• _Stored data entries_:
____

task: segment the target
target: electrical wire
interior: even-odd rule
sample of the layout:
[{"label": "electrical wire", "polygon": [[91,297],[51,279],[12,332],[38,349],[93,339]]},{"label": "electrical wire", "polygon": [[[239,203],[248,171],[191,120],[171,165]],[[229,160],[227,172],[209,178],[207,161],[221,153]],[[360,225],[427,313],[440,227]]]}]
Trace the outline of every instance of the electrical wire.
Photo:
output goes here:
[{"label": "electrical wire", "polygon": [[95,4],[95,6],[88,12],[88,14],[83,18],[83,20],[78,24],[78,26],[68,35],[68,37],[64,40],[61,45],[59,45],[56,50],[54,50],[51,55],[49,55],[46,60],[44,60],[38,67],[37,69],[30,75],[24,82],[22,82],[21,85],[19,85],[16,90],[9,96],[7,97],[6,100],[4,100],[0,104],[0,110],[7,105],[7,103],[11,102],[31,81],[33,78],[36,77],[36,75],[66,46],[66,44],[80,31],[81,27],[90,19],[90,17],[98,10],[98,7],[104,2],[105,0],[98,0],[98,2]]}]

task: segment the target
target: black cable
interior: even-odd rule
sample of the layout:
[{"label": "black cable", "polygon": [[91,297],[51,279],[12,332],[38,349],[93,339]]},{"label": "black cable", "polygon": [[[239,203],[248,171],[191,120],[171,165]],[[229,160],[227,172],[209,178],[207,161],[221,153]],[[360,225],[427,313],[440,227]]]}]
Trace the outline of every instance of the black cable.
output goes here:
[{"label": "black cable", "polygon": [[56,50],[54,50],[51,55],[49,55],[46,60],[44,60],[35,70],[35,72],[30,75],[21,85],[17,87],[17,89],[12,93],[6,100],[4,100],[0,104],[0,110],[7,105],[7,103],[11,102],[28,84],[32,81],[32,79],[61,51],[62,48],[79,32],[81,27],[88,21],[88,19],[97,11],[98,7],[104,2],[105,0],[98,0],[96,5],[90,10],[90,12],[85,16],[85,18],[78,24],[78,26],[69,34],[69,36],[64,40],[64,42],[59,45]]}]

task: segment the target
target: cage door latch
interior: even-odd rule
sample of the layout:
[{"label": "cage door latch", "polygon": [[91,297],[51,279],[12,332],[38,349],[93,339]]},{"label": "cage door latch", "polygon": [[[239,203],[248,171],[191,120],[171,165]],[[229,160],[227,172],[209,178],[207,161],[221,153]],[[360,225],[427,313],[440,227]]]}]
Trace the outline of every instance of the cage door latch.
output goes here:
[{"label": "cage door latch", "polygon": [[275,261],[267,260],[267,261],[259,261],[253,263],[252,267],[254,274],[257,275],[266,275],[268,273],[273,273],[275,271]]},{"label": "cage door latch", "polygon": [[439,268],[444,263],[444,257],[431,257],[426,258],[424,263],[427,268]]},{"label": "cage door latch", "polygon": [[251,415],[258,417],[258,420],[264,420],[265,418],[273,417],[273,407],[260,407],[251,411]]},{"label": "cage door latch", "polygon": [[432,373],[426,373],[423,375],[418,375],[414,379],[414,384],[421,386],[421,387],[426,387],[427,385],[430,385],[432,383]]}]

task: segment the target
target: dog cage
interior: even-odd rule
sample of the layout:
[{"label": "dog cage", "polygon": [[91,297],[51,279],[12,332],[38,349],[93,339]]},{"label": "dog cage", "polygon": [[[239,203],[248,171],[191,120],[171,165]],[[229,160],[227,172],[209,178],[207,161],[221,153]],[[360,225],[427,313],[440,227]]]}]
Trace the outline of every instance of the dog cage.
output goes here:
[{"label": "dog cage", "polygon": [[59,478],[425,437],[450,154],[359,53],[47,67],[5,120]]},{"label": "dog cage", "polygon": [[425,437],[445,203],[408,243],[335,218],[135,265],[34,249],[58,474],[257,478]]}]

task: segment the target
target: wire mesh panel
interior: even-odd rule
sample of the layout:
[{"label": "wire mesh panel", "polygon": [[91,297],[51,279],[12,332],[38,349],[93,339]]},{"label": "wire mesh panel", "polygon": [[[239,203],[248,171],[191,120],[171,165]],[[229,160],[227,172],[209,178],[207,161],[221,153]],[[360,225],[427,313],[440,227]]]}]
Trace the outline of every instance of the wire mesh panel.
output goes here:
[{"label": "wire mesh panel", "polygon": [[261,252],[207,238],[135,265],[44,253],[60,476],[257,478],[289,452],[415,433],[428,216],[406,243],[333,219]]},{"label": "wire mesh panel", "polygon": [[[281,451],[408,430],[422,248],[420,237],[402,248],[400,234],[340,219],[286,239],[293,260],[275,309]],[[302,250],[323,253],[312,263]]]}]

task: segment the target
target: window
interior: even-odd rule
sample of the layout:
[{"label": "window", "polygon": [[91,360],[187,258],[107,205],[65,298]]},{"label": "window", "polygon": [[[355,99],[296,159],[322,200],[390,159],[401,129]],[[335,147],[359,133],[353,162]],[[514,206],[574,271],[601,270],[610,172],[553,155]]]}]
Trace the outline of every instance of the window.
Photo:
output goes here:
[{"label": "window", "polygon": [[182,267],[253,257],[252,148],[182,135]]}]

____

• _TASK INSTRUCTIONS_: What is needed is an exact copy of the lines from the one containing "Trace the outline of every instance of the window." through the last line of the records above, both included.

• _COMPLETED TASK_:
Trace the outline of every instance of the window.
Photo:
output goes here:
[{"label": "window", "polygon": [[182,267],[253,257],[252,148],[182,135]]}]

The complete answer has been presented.